• Problem requirements
Can you put the part of the items below that opens with the line containing "of the patterned" and closes with the line containing "point(223, 747)" into a JSON list of strings, one string per line with blank lines dropped? Leave the pictures out of your answer.

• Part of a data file
- - - - - - -
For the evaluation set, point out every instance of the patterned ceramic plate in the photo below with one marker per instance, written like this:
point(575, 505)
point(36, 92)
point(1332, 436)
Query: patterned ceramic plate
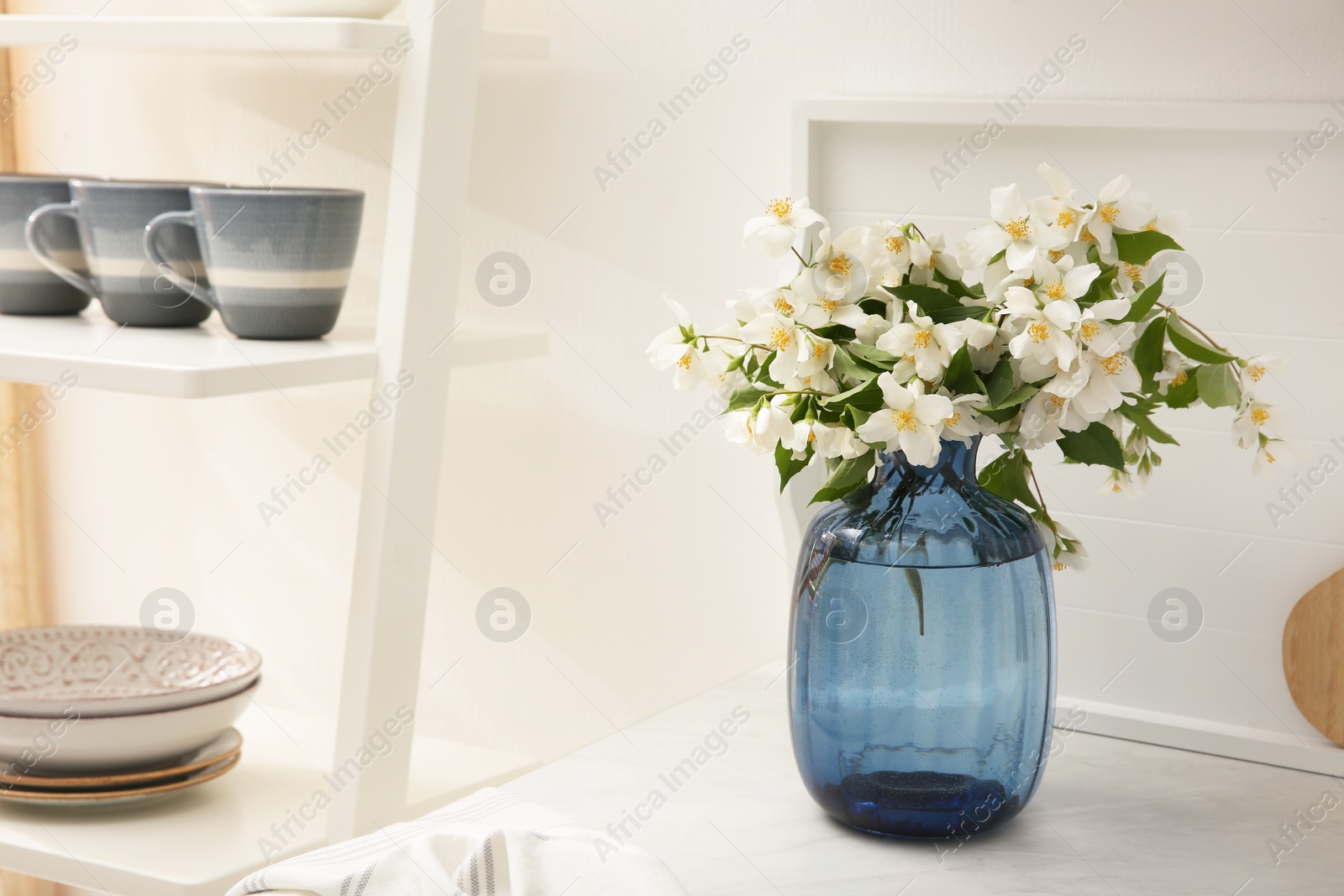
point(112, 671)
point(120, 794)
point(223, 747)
- - - - - - -
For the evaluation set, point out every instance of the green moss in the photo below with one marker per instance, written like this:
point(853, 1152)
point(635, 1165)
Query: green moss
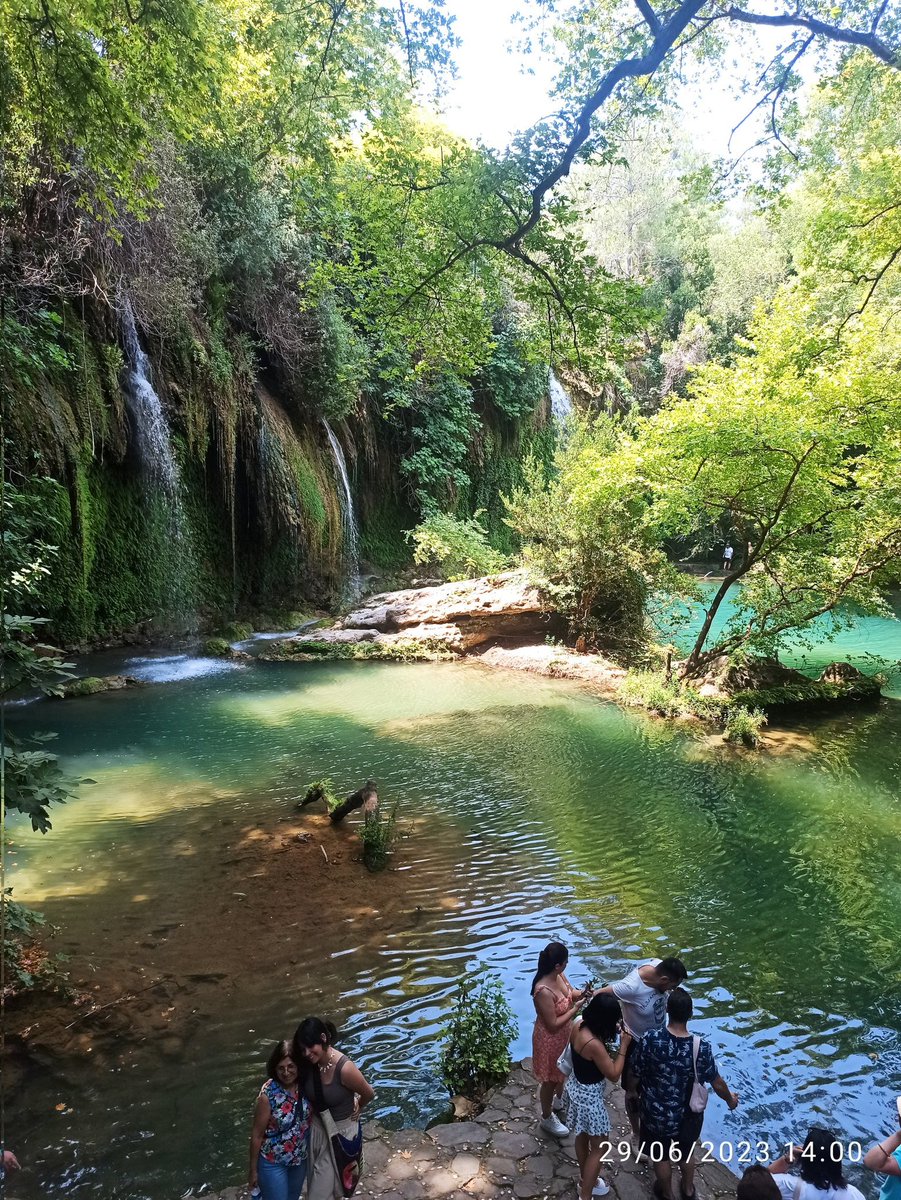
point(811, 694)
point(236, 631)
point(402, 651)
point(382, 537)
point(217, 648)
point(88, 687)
- - - - - - -
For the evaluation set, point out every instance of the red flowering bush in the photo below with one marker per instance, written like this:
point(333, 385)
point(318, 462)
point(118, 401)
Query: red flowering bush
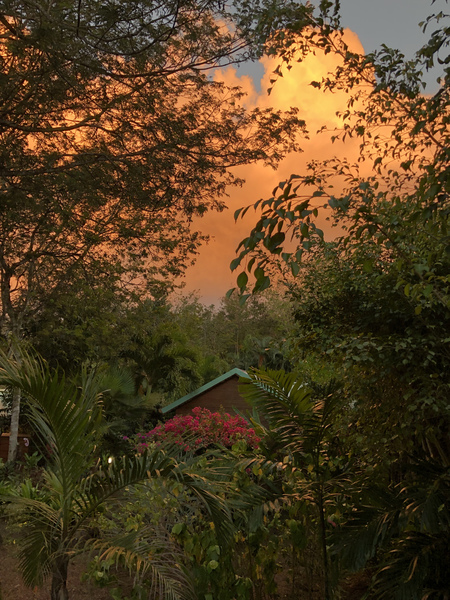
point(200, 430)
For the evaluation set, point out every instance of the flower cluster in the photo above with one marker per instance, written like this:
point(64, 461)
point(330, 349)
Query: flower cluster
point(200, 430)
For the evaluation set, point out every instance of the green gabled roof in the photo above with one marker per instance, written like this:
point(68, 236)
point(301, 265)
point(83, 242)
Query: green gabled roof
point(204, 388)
- - - - - - -
• Written response
[
  "For the evaluation set, point out every instance of the patterned ceramic plate in the photo below with one marker per instance, written like this:",
  "point(575, 505)",
  "point(36, 92)",
  "point(1332, 436)",
  "Query: patterned ceramic plate",
  "point(112, 671)",
  "point(120, 794)",
  "point(223, 747)"
]